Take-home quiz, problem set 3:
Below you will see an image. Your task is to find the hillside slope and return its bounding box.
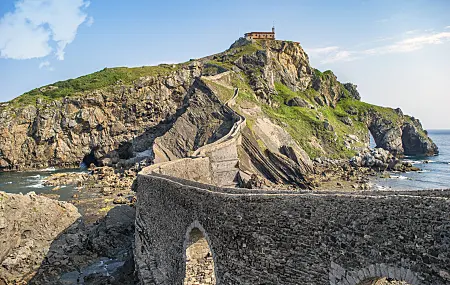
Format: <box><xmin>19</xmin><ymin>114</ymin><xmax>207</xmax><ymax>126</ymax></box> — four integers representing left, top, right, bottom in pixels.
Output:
<box><xmin>0</xmin><ymin>39</ymin><xmax>437</xmax><ymax>178</ymax></box>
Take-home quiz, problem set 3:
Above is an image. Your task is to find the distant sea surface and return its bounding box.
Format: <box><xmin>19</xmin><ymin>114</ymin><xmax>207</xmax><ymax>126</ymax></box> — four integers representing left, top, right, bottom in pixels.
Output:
<box><xmin>0</xmin><ymin>130</ymin><xmax>450</xmax><ymax>195</ymax></box>
<box><xmin>371</xmin><ymin>130</ymin><xmax>450</xmax><ymax>190</ymax></box>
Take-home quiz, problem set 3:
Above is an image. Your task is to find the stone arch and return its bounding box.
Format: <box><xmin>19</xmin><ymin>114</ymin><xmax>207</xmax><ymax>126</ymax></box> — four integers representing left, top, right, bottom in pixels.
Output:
■ ■ ■ ■ ■ ■ ■
Rewrite all of the data above as a numbered list, one line per item, leaving out blank lines. Leave the pictures out of your answer.

Worked solution:
1. Take-home quiz, problem set 3:
2. Below you will see an image. Your task is to find the hillside slope and return its bounding box.
3. Format: <box><xmin>19</xmin><ymin>114</ymin><xmax>207</xmax><ymax>126</ymax></box> — four integers representing left, top, right, bottom in pixels.
4. Output:
5. <box><xmin>0</xmin><ymin>39</ymin><xmax>437</xmax><ymax>178</ymax></box>
6. Take-home quiz, problem set 3:
7. Above is an image. Your task is to find the distant sea surface and return its bounding box.
8. Format: <box><xmin>19</xmin><ymin>114</ymin><xmax>207</xmax><ymax>126</ymax></box> — four integers representing left, top, right, bottom in pixels.
9. Output:
10. <box><xmin>0</xmin><ymin>130</ymin><xmax>450</xmax><ymax>195</ymax></box>
11. <box><xmin>371</xmin><ymin>130</ymin><xmax>450</xmax><ymax>190</ymax></box>
12. Take-home quiz, problem set 3:
13. Above is an image. Your task is to find the stone arch and return its bounding box.
14. Format: <box><xmin>19</xmin><ymin>114</ymin><xmax>207</xmax><ymax>126</ymax></box> — four integers representing left, top, right, bottom in pixels.
15. Output:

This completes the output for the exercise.